Obsidian · 14/12/2011 09:58

This is my first post on MN and I wondered if some of you lovely ladies could help me out?! I'm a first time mum to a gorgeous little girl and in most respects she's a fairly easy, chilled out baby. I love spending time with her and she sleeps reasonably well at night (in chunks of 3 - 5 hours at a time). I'm getting up once or twice a night to feed her, which from what I've read on MN and elsewhere sounds normal-ish for 3 months - correct me if I'm wrong! She also naps pretty well during the day (roughly 8.30 - 10, 11.30 - 1 and 2.30 - 4). At the moment I'm breastfeeding her about every three hours, so 7ish, 10ish, 1ish, 4ish, during the day, which works really well and keeps us both happy.

However, we're really struggling with the evenings. Until about a week ago, she was doing what I assumed was cluster feeding, and wanting to breastfeed all evening from 6ish until 10ish. I found this hard going but was managing. Then she started to get really upset when feeding and (while I know some breastfeeding experts will disagree with me) I felt as though she was still hungry even when she had fed for an hour at 6 and 8. The constant feeding was also making it impossible to start a bedtime routine as she was wide awake, hungry, feeding or upset between 6 and 10. I assumed the cluster feeding would tail off towards three months, but as it didn't and she was getting increasingly distressed each evening, we tried introducing a bottle of formula at around 7ish, after her bath/massage/cuddle routine.

## DATA SUPPLIED
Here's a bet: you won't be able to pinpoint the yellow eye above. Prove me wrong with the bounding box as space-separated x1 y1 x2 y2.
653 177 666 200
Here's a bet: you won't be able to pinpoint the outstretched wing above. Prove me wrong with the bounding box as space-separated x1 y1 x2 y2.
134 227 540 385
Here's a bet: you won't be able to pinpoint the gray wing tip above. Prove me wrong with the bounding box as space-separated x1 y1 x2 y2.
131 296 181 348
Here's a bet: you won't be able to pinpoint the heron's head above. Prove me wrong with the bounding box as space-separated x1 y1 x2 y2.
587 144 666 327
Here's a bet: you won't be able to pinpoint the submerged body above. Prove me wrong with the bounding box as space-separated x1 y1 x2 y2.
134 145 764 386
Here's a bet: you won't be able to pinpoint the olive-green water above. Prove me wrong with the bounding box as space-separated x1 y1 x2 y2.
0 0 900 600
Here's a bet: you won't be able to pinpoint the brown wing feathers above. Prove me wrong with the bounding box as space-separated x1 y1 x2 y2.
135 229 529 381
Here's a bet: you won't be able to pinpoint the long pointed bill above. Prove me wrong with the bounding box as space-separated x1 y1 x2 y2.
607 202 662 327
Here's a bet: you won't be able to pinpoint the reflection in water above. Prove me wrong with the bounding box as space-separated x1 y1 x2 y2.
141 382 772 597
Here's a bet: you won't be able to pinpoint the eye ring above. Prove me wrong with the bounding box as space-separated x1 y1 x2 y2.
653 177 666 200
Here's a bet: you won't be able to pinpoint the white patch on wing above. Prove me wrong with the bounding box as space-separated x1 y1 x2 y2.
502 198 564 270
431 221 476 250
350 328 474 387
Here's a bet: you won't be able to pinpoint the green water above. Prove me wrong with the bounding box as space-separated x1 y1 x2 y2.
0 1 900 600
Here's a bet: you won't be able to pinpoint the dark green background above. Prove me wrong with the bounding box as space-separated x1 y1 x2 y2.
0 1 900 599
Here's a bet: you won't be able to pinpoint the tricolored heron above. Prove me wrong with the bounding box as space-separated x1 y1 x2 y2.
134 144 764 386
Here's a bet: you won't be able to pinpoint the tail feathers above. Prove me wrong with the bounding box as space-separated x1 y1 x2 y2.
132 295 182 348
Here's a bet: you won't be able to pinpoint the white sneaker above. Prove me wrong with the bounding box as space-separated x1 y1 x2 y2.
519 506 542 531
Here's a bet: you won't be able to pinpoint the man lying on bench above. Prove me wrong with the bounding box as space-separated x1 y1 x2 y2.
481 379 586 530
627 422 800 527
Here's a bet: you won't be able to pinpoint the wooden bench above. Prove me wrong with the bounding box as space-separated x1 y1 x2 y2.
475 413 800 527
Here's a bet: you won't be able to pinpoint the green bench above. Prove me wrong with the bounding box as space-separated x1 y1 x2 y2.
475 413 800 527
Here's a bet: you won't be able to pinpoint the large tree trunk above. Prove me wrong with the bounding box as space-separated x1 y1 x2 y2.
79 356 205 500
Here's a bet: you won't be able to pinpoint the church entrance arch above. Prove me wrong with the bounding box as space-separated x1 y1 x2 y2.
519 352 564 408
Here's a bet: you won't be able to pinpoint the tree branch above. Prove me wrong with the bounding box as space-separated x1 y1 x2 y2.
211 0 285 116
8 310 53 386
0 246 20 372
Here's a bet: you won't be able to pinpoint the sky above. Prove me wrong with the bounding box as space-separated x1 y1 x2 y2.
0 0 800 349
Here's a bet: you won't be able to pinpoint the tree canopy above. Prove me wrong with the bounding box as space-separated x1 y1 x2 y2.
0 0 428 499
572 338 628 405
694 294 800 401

## COMPLETE THE FOLLOWING
1. Using the post about a baby's evening feeding, decide whether each statement agrees with it: (a) the baby takes three naps during the day; (b) during the day the writer breastfeeds about every two hours; (c) the bottle of formula was given before the bath, massage and cuddle routine. Answer yes or no for each, and quote the words of the post that decide it.
2. Write the next part of the post about a baby's evening feeding, picking up right after its last sentence.

## ANSWERS PER TASK
1.
(a) Yes: "roughly 8.30 - 10, 11.30 - 1 and 2.30 - 4"
(b) No: "At the moment I'm breastfeeding her about every three hours"
(c) No: "at around 7ish, after her bath/massage/cuddle routine"

2.
This has helped a little and she will now have a sleep between about 7.30 and 8.30, but is then wide awake again until 9/10ish (or sometimes later depending on when she'll feed) when I breastfeed her again before we all go to bed! The other issue we have with the formula is she will only take half the feed at 7ish (90ml) and then falls fast asleep. We put her in her cot, and she then wakes up hungry half an hour to an hour later, finishes the bottle and then stays awake until I breastfeed her later. I know we shouldn't put her down fast asleep, but I'm not sure what else to do! She's obviously tired in the evenings, but just can't stay asleep for any length of time. I try to follow her sleep signals (yawning, rubbing eyes etc.), which works really well during the day for naps, but if I put her down awake before 10pm she screams and screams! So we end up bringing her back downstairs and putting her in her bouncy chair, where she sometimes dozes or has a cuddle with me or my husband.

Sorry for rambling. Basically, I would love some advice on how to introduce a bedtime routine for a 12 week old who is very hungry in the evenings. The idea of filling her up with formula has helped a bit, and we've only tried it about 4 times, but she still wakes up and won't settle between 7 and 10. I realise not all babies go to bed like clockwork at 7 and sleep for 3 hours, but it would be brilliant for all of us if we could at least get her to go to sleep a little earlier each night. I've read a million books and most of MN, and have totally run out of ideas. I don't even know where to start anymore! The tiredness isn't helping of course.. If any of you more rational MNetters could point me in the right direction of helping her learn to sleep earlier, I would be eternally grateful.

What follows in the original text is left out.